***** PAGE *****

On a number of occasions we went far beyond our obligations under the terms of the Agreement as we tried to resolve this arms issue. Personally, I have lost count of the number of efforts we made to break through the barriers erected by the unionist leadership.

Last November we acted in good faith during the Mitchell Review negotiations to find a resolution to this weapons issue. Of course, the unionists have never dealt with this issue of arms in anything other than a tactical way. No mention of the one hundred and forty thousand legal weapons in their hands.

Sinn Féin isn’t prepared to sit back and allow the democratic rights and entitlements of nationalists living in the North to be filtered through a unionist prism. Equality is equality is equality.

If the task of creating a level playing field is causing so much difficulty within unionism that is in no small way a measure of how unbalanced the situation is or how they perceive it to be.

There is a huge challenge for the unionist section of our people to come to terms with all of that and a huge challenge for Irish republicans to engage with them constructively on an ongoing basis to win more progressive liberal and pluralist elements, more modern elements of unionism, over to this broader view. I am pleased to say that even in these troubled times that dialogue is continuing.

And while we are committed to this dialogue and to listening as well as talking to unionists, I am very very conscious that we can hardly blame David Trimble for behaving as he does when the British government endorses his position. We can hardly blame David Trimble for threatening a British government when, from his point of view, his tactics pay off. So in all of this the London government cannot escape its responsibilities.

Peter Mandelson said that they had to suspend the institutions because Mr Trimble would resign unless they did so. There is now no question of David Trimble resigning. In the USA last week Mr. Mandelson said that the institutions could be restored as easily as they were suspended. Why then are the institutions not back in place? Could it be that if Peter Mandelson restored the institutions then David Trimble would once again resurrect his resignation letter? Or could it be that the British government supports the unionist terms for decommissioning? One thing is certain – the way that Peter Mandelson has dealt with the crisis issue has not only prevented an opportunity to get a resolution but it has also made it more difficult to get one in the future.

*****

For each of these statements, say yes or no to whether it agrees with the passage on the weapons issue, and quote the words of the passage that decide it. (a) Dialogue with unionists has stopped. (b) Peter Mandelson said in the USA that the institutions could be restored as easily as they were suspended. (c) The passage refers to one hundred and forty thousand legal weapons in unionist hands.

***** INFORMATION SHOWN *****

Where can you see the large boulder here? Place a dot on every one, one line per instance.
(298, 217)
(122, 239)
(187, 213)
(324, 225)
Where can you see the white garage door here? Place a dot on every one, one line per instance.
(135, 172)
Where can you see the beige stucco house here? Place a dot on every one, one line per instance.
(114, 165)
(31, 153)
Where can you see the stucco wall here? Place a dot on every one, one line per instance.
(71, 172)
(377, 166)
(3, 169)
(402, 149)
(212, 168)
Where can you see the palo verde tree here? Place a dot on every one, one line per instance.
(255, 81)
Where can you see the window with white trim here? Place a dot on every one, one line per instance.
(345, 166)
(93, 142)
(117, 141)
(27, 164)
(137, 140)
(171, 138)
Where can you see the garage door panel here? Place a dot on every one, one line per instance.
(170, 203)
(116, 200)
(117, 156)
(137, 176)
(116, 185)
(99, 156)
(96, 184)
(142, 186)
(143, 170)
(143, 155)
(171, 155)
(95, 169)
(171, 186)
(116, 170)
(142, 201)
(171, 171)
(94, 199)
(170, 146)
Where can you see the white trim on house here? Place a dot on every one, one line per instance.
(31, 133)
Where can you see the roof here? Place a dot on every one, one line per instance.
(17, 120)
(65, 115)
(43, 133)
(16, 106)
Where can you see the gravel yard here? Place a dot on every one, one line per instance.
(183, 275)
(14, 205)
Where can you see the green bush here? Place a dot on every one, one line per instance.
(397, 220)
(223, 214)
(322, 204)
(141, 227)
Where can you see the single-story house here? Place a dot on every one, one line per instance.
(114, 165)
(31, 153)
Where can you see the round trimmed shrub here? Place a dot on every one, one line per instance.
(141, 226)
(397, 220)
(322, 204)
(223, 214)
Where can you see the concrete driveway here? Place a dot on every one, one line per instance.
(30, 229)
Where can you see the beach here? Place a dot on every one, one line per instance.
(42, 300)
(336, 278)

*****

> **FINISHED EXERCISE**:
(a) No: "I am pleased to say that even in these troubled times that dialogue is continuing."
(b) Yes: "In the USA last week Mr. Mandelson said that the institutions could be restored as easily as they were suspended."
(c) Yes: "No mention of the one hundred and forty thousand legal weapons in their hands."